*WHAT THE TASK REQUIRES*
Can you update the data below by changing every "one pin per instance" to "one point per occurrence" and keeping everything else the same? Leave the pictures out of your answer.

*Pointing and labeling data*
________________________________________

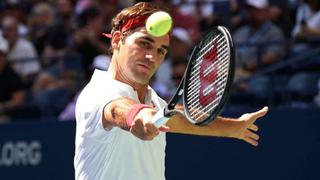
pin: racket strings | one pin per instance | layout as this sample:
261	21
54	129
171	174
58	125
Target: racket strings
221	85
221	59
198	60
197	84
196	77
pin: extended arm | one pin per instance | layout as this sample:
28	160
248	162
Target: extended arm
116	115
242	128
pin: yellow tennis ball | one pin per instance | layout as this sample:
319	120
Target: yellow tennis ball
159	23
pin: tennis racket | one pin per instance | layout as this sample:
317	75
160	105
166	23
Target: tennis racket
206	85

________________________________________

*FULL OUTPUT*
pin: racket strings | one point per occurrence | layout as this sample:
261	21
54	129
171	174
58	125
Target: racket strings
221	85
221	59
198	60
197	84
196	77
pin: extended arm | one point per occurrence | layout as this sample:
28	160
248	162
Target: extended arm
116	115
242	128
pin: yellow tennis ball | one point per occurrence | layout as this sample:
319	120
Target: yellow tennis ball
159	23
pin: tennis racket | one point per occurrence | layout as this sample:
317	75
160	105
166	23
Target: tennis racket
206	85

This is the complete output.